**Given records**:

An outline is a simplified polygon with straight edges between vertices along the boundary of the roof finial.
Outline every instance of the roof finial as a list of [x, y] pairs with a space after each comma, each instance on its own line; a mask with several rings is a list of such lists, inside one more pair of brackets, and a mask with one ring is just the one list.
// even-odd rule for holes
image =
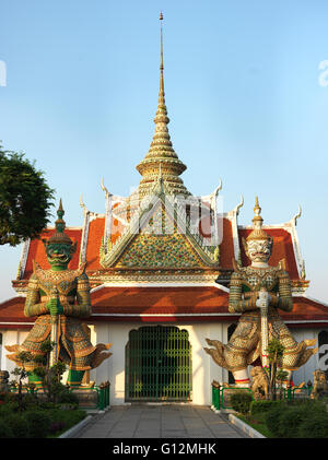
[[155, 132], [151, 146], [145, 154], [145, 157], [137, 165], [138, 172], [141, 174], [142, 179], [139, 186], [140, 196], [151, 193], [153, 181], [157, 177], [154, 175], [154, 170], [160, 173], [160, 163], [165, 164], [165, 169], [162, 170], [163, 179], [171, 190], [179, 194], [190, 194], [183, 180], [178, 177], [187, 166], [178, 158], [175, 153], [172, 141], [168, 134], [167, 125], [169, 118], [167, 117], [167, 109], [165, 105], [165, 93], [164, 93], [164, 76], [163, 76], [163, 13], [160, 14], [161, 21], [161, 79], [160, 79], [160, 92], [156, 116], [154, 118]]
[[164, 93], [164, 76], [163, 76], [163, 70], [164, 70], [164, 64], [163, 64], [163, 30], [162, 30], [163, 13], [162, 13], [162, 11], [161, 11], [161, 14], [160, 14], [160, 21], [161, 21], [161, 66], [160, 66], [160, 70], [161, 70], [161, 83], [160, 83], [160, 92]]

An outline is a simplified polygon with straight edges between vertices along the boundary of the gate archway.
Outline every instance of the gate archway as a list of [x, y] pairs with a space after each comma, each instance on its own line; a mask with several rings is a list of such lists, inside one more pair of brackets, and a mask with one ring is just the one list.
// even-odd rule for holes
[[189, 334], [175, 326], [145, 326], [126, 345], [126, 401], [191, 401]]

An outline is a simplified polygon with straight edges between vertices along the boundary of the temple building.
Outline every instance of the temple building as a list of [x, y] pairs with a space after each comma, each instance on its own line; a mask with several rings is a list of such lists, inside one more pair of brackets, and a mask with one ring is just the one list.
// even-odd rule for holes
[[[90, 211], [81, 199], [82, 225], [66, 228], [78, 247], [69, 268], [86, 262], [93, 312], [84, 322], [91, 341], [113, 343], [110, 359], [90, 373], [97, 384], [110, 381], [113, 404], [211, 404], [211, 381], [232, 381], [203, 347], [209, 337], [226, 343], [236, 327], [239, 316], [229, 312], [230, 278], [234, 260], [249, 264], [242, 238], [253, 227], [238, 223], [243, 199], [219, 213], [222, 184], [207, 197], [194, 197], [184, 185], [187, 167], [168, 133], [163, 69], [161, 27], [155, 132], [137, 165], [140, 185], [122, 198], [102, 181], [104, 213]], [[280, 311], [281, 318], [297, 341], [306, 337], [320, 345], [328, 343], [328, 305], [305, 295], [309, 281], [296, 232], [300, 215], [262, 228], [273, 237], [269, 264], [280, 263], [291, 279], [293, 310]], [[47, 228], [42, 238], [54, 232]], [[24, 316], [34, 261], [49, 268], [42, 239], [25, 241], [12, 282], [17, 295], [0, 304], [1, 369], [14, 367], [4, 346], [22, 343], [34, 323]], [[313, 380], [318, 358], [312, 356], [294, 373], [294, 384]]]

**Exercise**: Copy out every line of the material above exactly, skipping the pictures.

**The answer**:
An outline is a simplified polygon with straight edges between vertices along the boundary of the roof finial.
Outline every instance of the roof finial as a list of [x, y] pairs with a space after each comma, each instance on its own line; a mask with several rings is a list of such lists, inside one more pair of brackets, and a mask with one ring is just the one list.
// even-odd rule for holes
image =
[[155, 132], [151, 146], [145, 154], [145, 157], [137, 165], [138, 172], [141, 174], [142, 179], [139, 186], [140, 196], [151, 193], [153, 181], [157, 177], [154, 175], [154, 170], [160, 173], [160, 163], [165, 164], [165, 169], [162, 170], [163, 179], [171, 190], [179, 194], [190, 194], [183, 180], [178, 177], [187, 166], [178, 158], [175, 153], [172, 141], [168, 134], [167, 125], [169, 118], [167, 117], [167, 109], [165, 105], [165, 93], [164, 93], [164, 76], [163, 76], [163, 13], [160, 14], [161, 21], [161, 79], [160, 79], [160, 92], [156, 116], [154, 118]]
[[164, 93], [164, 76], [163, 76], [163, 70], [164, 70], [164, 64], [163, 64], [163, 30], [162, 30], [163, 13], [162, 13], [162, 11], [161, 11], [161, 14], [160, 14], [160, 21], [161, 21], [161, 66], [160, 66], [160, 70], [161, 70], [161, 83], [160, 83], [160, 92]]

An outline is a simplified polygon with straight edges between vertices along the boundary of the gate archway.
Outline every instance of the gate archway as a list of [x, y] pairs with a space after each comma, each instance on its own line; a mask with several rings is a list of such lists, inside one more pair of brackets, and a mask with one ring is just the one list.
// even-odd rule for holes
[[189, 334], [175, 326], [145, 326], [126, 345], [126, 401], [191, 401]]

An outline is a simplified polygon with straight edges between vertices along the boundary of the temple building.
Outline every instance of the temple building as a list of [x, y] pairs with a space after each comma, each instance on its own line; a mask with several rings is a list of such lists, inside one more pair of brackets, and a mask with one ring is just the one list.
// even-odd rule for holes
[[[90, 211], [81, 199], [82, 225], [66, 228], [78, 247], [69, 268], [86, 262], [93, 312], [84, 322], [91, 341], [113, 343], [110, 359], [90, 373], [97, 384], [110, 381], [113, 404], [211, 404], [211, 381], [232, 381], [203, 347], [209, 337], [226, 343], [236, 327], [239, 316], [229, 312], [230, 278], [234, 260], [249, 264], [242, 238], [253, 227], [238, 223], [243, 199], [219, 213], [222, 184], [207, 197], [194, 197], [184, 185], [187, 167], [168, 133], [163, 69], [161, 27], [155, 132], [137, 165], [140, 185], [122, 198], [102, 181], [104, 213]], [[280, 311], [281, 318], [297, 341], [306, 337], [320, 345], [328, 343], [328, 305], [305, 295], [309, 281], [296, 232], [300, 215], [262, 228], [273, 237], [269, 264], [280, 263], [291, 279], [293, 310]], [[47, 228], [42, 238], [54, 232]], [[24, 316], [34, 261], [49, 268], [42, 239], [25, 241], [12, 282], [17, 295], [0, 304], [1, 369], [14, 367], [4, 346], [22, 343], [34, 323]], [[313, 380], [318, 358], [312, 356], [294, 373], [294, 384]]]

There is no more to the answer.